## [Exercise requirements]
1. Print the passage about the blue-ringed octopus word for word, starting with "When the cephalopods" and going on through "the same places.".
2. List every geographic place name that appears in the passage about the blue-ringed octopus.
3. According to the passage about the blue-ringed octopus, what nerve toxin does the octopus's saliva contain?

From neon-green poison dart frogs to monarch butterflies, some of nature’s flashiest creatures have evolved vibrant ways of telling potential predators: “don’t mess with me.” Such is the case with this vividly colored blue-ringed octopus, filmed off the coast of Kiama, New South Wales, Australia.
When the cephalopods are agitated or threatened, iridescent blue rings flash across their entire bodies, an evolutionarily courteous warning to those who might see the octopus as their next meal. Or in the case of humans, attract curious onlookers. (Related: Watch Blue-Ringed Octopus Pounces on Unsuspecting Crab)
There are at least 10 species of blue-ringed octopuses, ranging from Japan to Australia. Smaller species like the blue-lined octopus are found mostly in shallow waters, leading to increased interaction with humans looking to enjoy the same places.
Despite its small and squishy stature, Hapalochlaena fasciata is one of the ocean’s most venomous creatures, capable of gravely injuring and even killing humans with just one bite. Their saliva contains tetrodotoxin, a powerful nerve toxin that causes respiratory failure. At least three deaths in Australia have been attributed to blue-ringed octopuses. (Related: "Octopus Chokes Dolphin to Death in First-Ever Discovery")
That doesn’t mean that humans should fear them, however.
“Like most animals, they will only attack a human if they feel like their lives are in danger. It is always out of self-defense rather than aggression,” says oceanographer Jenny Hofmeister. “Most bites come from people collecting what they think is an empty shell, put it in their pocket, and the octopus hiding in the shell comes out. This is why it is not recommended to shell-collect in areas where blue ring octopuses occur.”
While it may be tempting to follow bright and shiny creatures, it’s best to just keep your distance and let them go on their way.

## [Data shown]
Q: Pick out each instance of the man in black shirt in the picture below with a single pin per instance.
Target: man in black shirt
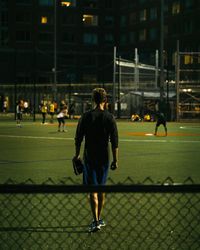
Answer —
(98, 127)
(160, 121)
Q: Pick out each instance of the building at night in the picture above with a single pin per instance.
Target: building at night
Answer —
(62, 42)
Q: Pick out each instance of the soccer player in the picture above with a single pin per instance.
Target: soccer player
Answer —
(61, 118)
(98, 127)
(19, 111)
(160, 121)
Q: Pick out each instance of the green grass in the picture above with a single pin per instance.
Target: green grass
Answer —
(134, 220)
(39, 152)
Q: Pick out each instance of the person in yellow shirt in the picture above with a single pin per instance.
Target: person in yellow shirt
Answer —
(44, 113)
(51, 111)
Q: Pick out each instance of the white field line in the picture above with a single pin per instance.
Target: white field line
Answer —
(121, 140)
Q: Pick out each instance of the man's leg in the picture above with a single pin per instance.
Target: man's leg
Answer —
(101, 201)
(94, 227)
(94, 205)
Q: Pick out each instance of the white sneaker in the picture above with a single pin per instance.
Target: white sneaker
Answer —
(94, 227)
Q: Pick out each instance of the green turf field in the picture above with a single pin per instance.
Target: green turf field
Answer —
(39, 152)
(134, 220)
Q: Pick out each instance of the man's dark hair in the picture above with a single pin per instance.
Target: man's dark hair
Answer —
(99, 95)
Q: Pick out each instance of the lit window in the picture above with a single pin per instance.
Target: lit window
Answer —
(176, 8)
(90, 38)
(142, 35)
(188, 59)
(143, 15)
(68, 3)
(153, 13)
(90, 20)
(153, 34)
(44, 20)
(109, 38)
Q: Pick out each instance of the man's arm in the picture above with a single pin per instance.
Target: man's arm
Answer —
(114, 163)
(78, 138)
(114, 143)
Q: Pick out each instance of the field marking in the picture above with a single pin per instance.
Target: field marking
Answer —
(121, 140)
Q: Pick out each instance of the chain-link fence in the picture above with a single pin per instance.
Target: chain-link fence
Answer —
(137, 216)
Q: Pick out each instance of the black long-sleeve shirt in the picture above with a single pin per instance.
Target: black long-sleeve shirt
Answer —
(98, 127)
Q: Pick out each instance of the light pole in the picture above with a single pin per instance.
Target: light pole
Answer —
(161, 49)
(55, 52)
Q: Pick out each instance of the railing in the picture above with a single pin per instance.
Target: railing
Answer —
(138, 216)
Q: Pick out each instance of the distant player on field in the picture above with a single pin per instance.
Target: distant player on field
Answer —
(160, 121)
(98, 126)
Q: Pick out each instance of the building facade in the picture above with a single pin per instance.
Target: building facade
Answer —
(72, 41)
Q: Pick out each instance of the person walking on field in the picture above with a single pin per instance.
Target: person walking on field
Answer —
(98, 127)
(160, 121)
(19, 110)
(61, 118)
(44, 112)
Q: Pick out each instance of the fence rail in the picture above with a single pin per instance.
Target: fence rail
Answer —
(138, 216)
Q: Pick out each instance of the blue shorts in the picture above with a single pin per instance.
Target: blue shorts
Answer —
(95, 175)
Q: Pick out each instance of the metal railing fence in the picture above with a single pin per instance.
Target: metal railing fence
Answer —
(138, 216)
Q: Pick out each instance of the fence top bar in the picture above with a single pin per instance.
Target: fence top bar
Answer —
(139, 188)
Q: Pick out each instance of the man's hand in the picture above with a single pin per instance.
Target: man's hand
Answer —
(114, 165)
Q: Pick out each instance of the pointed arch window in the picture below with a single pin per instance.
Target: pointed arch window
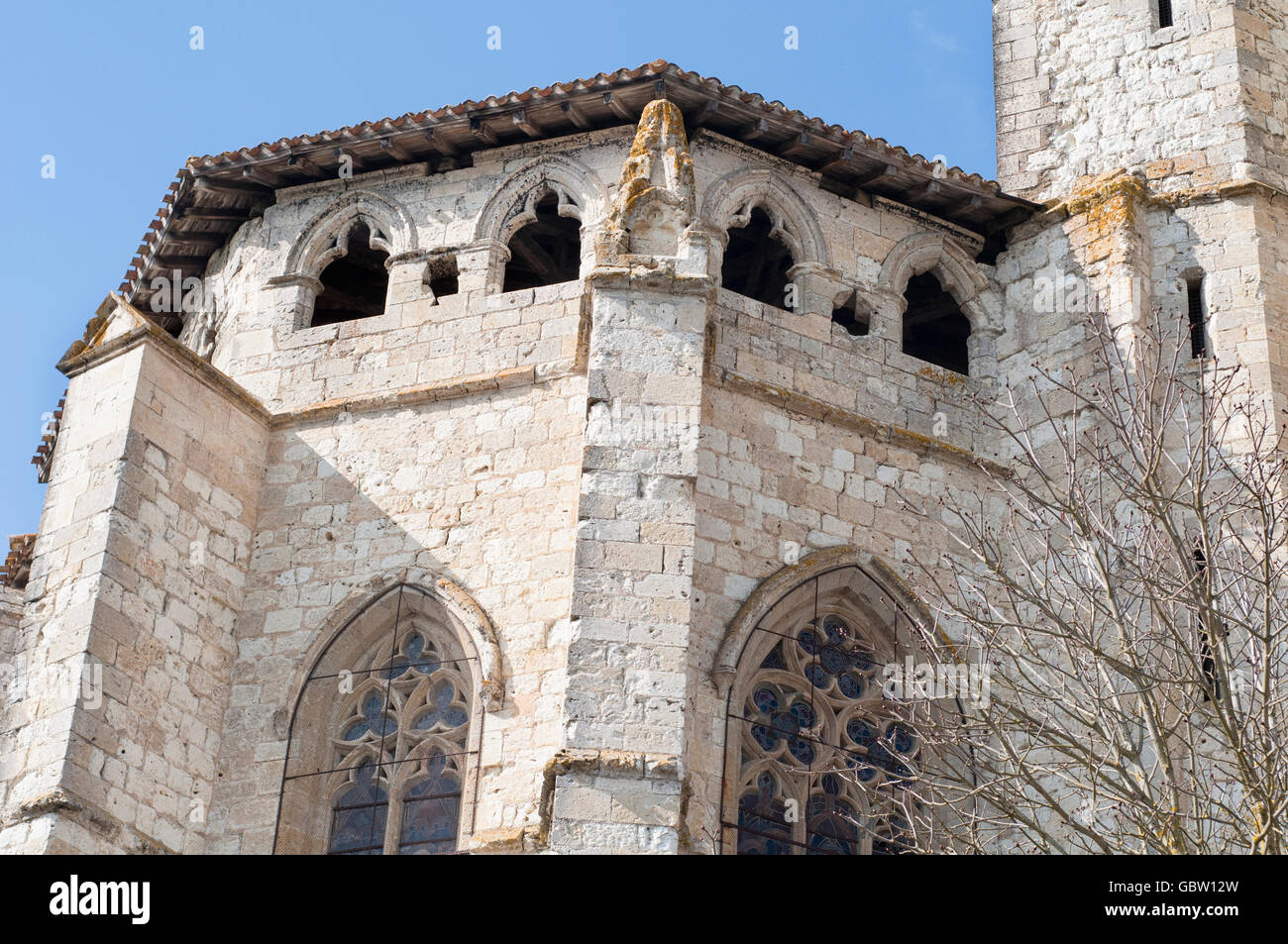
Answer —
(818, 760)
(382, 749)
(545, 250)
(756, 262)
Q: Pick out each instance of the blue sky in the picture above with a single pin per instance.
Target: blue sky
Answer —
(115, 93)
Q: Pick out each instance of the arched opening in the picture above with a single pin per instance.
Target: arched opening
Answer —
(355, 284)
(846, 314)
(934, 326)
(545, 252)
(819, 760)
(382, 745)
(756, 262)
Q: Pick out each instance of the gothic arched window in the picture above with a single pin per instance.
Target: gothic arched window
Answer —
(819, 762)
(382, 749)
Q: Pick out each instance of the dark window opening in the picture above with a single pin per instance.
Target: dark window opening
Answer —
(355, 284)
(545, 252)
(1194, 312)
(934, 327)
(995, 244)
(443, 277)
(848, 317)
(756, 262)
(1211, 684)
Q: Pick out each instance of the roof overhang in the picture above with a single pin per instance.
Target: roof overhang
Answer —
(214, 194)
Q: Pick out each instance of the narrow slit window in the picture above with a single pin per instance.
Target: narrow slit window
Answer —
(1197, 320)
(934, 327)
(443, 277)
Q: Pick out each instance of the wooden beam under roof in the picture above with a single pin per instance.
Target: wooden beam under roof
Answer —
(876, 174)
(211, 214)
(795, 147)
(617, 107)
(756, 130)
(524, 124)
(441, 143)
(397, 150)
(263, 176)
(236, 187)
(575, 115)
(483, 133)
(304, 163)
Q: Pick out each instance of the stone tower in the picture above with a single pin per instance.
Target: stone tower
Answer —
(1167, 123)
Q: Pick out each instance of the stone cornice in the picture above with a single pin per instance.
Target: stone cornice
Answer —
(881, 432)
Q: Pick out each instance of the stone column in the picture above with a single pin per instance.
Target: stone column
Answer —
(616, 785)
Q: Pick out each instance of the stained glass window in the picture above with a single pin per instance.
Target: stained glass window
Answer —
(823, 760)
(412, 716)
(384, 742)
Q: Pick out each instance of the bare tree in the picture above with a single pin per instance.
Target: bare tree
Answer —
(1124, 583)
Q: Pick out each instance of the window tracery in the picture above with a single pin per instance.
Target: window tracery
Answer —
(819, 760)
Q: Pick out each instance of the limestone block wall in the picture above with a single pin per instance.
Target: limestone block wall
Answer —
(136, 584)
(481, 489)
(1083, 88)
(262, 284)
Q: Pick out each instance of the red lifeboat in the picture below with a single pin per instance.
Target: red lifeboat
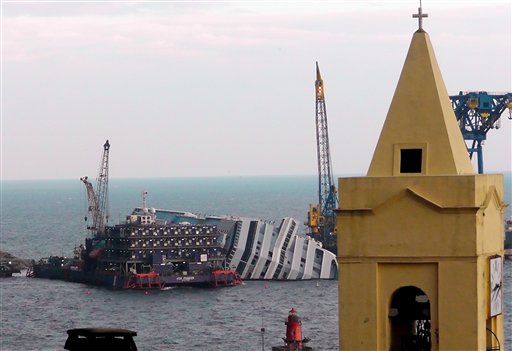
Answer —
(293, 340)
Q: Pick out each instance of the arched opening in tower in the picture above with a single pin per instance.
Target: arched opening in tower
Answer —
(409, 320)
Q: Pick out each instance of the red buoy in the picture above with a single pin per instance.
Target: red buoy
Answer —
(293, 340)
(293, 327)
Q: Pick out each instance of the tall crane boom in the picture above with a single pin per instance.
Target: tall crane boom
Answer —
(321, 218)
(98, 201)
(477, 113)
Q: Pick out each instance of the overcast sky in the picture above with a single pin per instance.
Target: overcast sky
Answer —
(201, 88)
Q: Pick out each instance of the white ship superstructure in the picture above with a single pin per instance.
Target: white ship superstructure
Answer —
(264, 250)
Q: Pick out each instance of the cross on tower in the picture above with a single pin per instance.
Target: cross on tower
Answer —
(420, 15)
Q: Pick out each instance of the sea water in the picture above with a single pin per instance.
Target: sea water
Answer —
(42, 218)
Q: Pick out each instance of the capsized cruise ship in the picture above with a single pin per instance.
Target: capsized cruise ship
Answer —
(258, 249)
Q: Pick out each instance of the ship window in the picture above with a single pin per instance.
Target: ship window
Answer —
(410, 160)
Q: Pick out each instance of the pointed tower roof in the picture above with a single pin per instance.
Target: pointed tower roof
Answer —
(420, 134)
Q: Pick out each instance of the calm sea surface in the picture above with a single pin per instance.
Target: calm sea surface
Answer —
(42, 218)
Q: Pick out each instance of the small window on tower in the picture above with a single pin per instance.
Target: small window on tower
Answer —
(410, 160)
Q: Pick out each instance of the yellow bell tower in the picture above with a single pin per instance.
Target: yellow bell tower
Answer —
(420, 238)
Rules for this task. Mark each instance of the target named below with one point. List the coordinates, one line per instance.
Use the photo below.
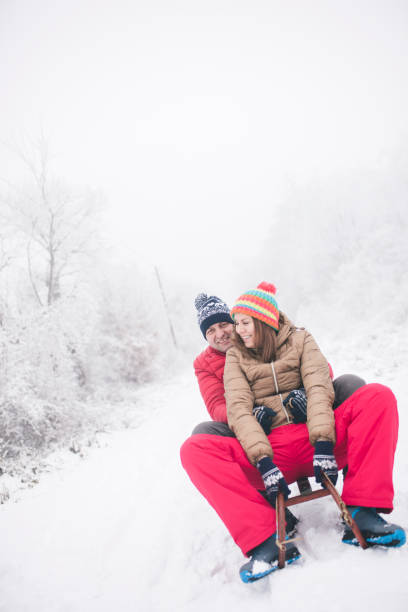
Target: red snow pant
(366, 438)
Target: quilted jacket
(247, 381)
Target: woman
(270, 361)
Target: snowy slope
(125, 530)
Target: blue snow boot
(376, 531)
(264, 559)
(291, 523)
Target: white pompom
(200, 300)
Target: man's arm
(212, 390)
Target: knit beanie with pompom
(259, 303)
(210, 310)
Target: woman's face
(245, 328)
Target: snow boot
(374, 528)
(291, 523)
(264, 559)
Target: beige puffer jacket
(299, 363)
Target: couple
(277, 416)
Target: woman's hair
(265, 340)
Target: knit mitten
(273, 479)
(325, 461)
(264, 416)
(297, 402)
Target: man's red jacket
(209, 369)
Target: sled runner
(306, 494)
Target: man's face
(219, 336)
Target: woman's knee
(213, 428)
(345, 386)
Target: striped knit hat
(259, 303)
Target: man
(217, 327)
(220, 473)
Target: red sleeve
(212, 390)
(330, 370)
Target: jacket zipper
(277, 390)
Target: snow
(124, 528)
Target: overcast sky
(194, 117)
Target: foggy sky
(194, 118)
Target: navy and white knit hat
(210, 310)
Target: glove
(273, 480)
(264, 416)
(297, 402)
(324, 461)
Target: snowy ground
(124, 529)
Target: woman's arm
(319, 390)
(240, 401)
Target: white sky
(194, 116)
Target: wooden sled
(306, 494)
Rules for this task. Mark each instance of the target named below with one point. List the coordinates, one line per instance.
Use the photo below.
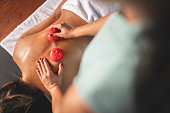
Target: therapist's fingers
(58, 26)
(47, 67)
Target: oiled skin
(30, 48)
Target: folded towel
(43, 12)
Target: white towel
(43, 12)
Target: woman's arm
(60, 103)
(46, 23)
(91, 29)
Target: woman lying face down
(30, 48)
(35, 44)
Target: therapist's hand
(47, 77)
(66, 30)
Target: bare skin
(30, 48)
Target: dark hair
(153, 73)
(17, 97)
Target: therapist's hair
(153, 72)
(17, 97)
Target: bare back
(30, 48)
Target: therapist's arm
(46, 23)
(71, 102)
(91, 29)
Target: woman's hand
(47, 77)
(66, 30)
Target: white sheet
(43, 12)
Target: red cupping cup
(50, 34)
(56, 54)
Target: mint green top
(106, 74)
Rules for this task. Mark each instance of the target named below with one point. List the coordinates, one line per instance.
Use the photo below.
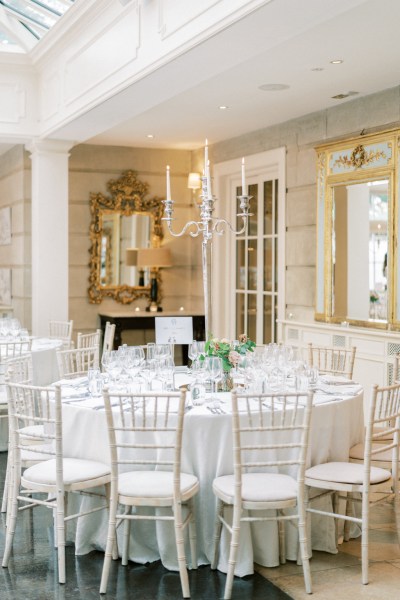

## [Answers in order]
1.
When the cephalopods are agitated or threatened, iridescent blue rings flash across their entire bodies, an evolutionarily courteous warning to those who might see the octopus as their next meal. Or in the case of humans, attract curious onlookers. (Related: Watch Blue-Ringed Octopus Pounces on Unsuspecting Crab)
There are at least 10 species of blue-ringed octopuses, ranging from Japan to Australia. Smaller species like the blue-lined octopus are found mostly in shallow waters, leading to increased interaction with humans looking to enjoy the same places.

2.
Kiama
New South Wales
Australia
Japan

3. Tetrodotoxin.